[PROVIDED TEXT]
The Arab Contractors’ share within the one million units for social housing projects offered by the Ministry of Housing following the January 25 Revolution range between 2000-2400 units distributed among four groups, each between 500-600 units. The cost of implementing the residential units will reach EGP 180m, and they will be spread through the Cairo, Giza, Alexandria, Ismailia, and Beheira governorates. The Arab Contractors recently began to reduce the cost of one million units in housing projects for low-income citizens and will apply the same principle to the state level at Mehleb’s request.
What else?
The company completed the concrete work for the Tahrir Garage, and is currently running operational trials and honing specifications to ensure the effectiveness of the operating system. Tahrir Garage will begin operations on September 30 at a total cost of up to EGP 320m. The garage occupies an area of 18,000 square metres, and consists of 4 underground floors, can accommodate about 1,700 cars and 24 tourist buses, and is equipped with the latest signboards as well as security, ventilation, and protection systems against fires.
What about the delayed projects?
The company is ready to begin implementing the delayed project to link land between Egypt and Saudi Arabia through a land bridge which would pass over the Tiran and Sanafir islands and end in South Sinai. All project studies are ready for implementation and are awaiting the signal to start work. The project had been rejected during the rule of former President Hosni Mubarak, in spite of its great economic returns, due to conversion of the most resource-rich areas into transfer facilities for goods and passengers. In addition, the project was not implemented at that time because the most environmentally rich and touristic areas became receiving areas for giant shipping trucks, oil pipelines, and transit and cargo containers on a daily basis.
During former President Mohamed Morsi’s rule, there were attempts to ‘brotherhoodise’ the company wherein Muslim Brotherhood members attempted to penetrate the fabric of the company and assume leadership positions, but they were unable to infiltrate the company as they many government ministries in Egypt.
As soon as I began work at the company I requested to see all documentation related to company hirings during the Brotherhood era, and the decision was made to not have any political discussions within the headquarters of the company so as to ensure its status as a place of work.
The company has worked on medical projects…
The company is studying a number of medical projects in the Egyptian market for implementation in the coming stages.
It will also be finishing Dar El-Salam Hospital next week, after nearly 16 years since development stopped given problems at the hospital’s facilities. The hospital contains 6 floors which include 170 beds, 8 operating rooms and 20 rooms for care, emergency services, and other specialised sections for dialysis and cancer treatments, and will contribute to the service of more than 2m citizens.
In addition the company recently completed its work at Qasr El-Aini hospital in which nearly EGP 170m was invested. The hospital consists of 8 floors which include a unit for physiotherapy and rehabilitation, 9 rooms for operations, the Department of Medical Laboratories, a blood bank, 150 beds for intensive care, the Department of Diagnostic Radiology, and an emergency care centre.
What of renewable energy projects?
The company is currently studying the implementation of solar-powered stations in a number of governorates in Egypt, but I can’t announce the details of the projects until the studies are completed.
The company intends to complete the Suez power station with a capacity of 650 megawatts through August 2015. The station is a five-year plan for the state, which will be linked to the national electricity grid.
[/PROVIDED TEXT]
[DATA EXCERPTS]
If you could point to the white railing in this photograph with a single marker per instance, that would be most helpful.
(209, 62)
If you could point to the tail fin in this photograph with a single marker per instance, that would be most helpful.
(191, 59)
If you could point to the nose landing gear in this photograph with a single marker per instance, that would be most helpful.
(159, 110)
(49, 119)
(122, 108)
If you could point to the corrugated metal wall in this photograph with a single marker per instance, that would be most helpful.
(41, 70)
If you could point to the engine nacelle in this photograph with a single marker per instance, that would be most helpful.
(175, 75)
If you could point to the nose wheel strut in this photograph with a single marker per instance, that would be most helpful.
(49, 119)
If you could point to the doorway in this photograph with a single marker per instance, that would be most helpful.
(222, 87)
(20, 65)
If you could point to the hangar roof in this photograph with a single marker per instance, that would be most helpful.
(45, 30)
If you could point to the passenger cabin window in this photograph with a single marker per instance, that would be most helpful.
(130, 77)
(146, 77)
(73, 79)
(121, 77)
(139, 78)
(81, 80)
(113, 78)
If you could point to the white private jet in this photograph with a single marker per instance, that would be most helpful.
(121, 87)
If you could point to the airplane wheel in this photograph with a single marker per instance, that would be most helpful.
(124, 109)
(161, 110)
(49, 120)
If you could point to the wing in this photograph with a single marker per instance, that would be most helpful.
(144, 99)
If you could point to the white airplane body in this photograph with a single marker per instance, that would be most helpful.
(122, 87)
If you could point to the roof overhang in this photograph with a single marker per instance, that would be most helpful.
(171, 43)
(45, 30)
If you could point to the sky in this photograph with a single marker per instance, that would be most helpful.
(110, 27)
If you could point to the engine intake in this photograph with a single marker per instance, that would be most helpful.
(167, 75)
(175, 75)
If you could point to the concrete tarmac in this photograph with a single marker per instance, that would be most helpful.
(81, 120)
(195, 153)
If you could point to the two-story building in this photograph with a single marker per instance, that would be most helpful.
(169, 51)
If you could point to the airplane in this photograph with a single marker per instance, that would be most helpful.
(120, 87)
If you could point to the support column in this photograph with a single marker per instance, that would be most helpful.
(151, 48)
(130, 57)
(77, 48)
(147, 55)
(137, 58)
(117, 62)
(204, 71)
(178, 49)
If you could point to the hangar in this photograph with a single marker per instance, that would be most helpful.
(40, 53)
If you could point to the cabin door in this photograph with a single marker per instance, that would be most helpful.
[/DATA EXCERPTS]
[DATA EXCERPTS]
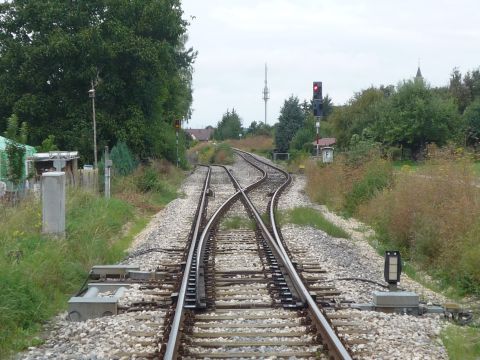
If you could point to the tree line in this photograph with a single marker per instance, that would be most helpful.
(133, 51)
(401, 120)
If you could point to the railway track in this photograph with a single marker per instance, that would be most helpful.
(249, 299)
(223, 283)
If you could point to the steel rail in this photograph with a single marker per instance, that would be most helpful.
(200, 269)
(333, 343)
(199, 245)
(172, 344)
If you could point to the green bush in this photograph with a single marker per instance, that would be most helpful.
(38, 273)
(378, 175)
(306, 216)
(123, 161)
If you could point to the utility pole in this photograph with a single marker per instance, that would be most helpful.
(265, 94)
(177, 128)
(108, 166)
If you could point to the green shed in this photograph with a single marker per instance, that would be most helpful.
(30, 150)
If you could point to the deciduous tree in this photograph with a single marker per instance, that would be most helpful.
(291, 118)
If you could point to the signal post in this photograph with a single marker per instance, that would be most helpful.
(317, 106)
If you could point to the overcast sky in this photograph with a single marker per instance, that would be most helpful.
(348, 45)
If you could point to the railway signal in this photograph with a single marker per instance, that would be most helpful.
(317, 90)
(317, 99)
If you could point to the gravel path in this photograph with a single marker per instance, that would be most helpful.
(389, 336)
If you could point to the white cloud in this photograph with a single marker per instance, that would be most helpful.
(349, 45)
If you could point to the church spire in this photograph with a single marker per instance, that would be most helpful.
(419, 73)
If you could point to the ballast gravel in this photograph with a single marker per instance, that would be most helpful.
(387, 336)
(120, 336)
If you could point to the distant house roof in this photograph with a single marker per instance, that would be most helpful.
[/DATA EXCERPTS]
[DATA EXCERPTS]
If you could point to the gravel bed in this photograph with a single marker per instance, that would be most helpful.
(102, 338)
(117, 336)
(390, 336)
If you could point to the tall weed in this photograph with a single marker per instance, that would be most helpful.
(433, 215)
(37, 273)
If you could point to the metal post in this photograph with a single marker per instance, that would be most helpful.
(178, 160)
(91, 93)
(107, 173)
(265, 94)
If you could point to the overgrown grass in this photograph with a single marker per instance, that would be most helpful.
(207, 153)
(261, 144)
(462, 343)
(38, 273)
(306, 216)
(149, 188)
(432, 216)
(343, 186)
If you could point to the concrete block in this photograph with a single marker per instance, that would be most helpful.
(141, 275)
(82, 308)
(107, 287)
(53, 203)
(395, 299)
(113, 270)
[/DATA EXCERPTS]
Copy the passage from the Arab Contractors text word for word, beginning at the words "The company intends" and stopping after "national electricity grid.".

The company intends to complete the Suez power station with a capacity of 650 megawatts through August 2015. The station is a five-year plan for the state, which will be linked to the national electricity grid.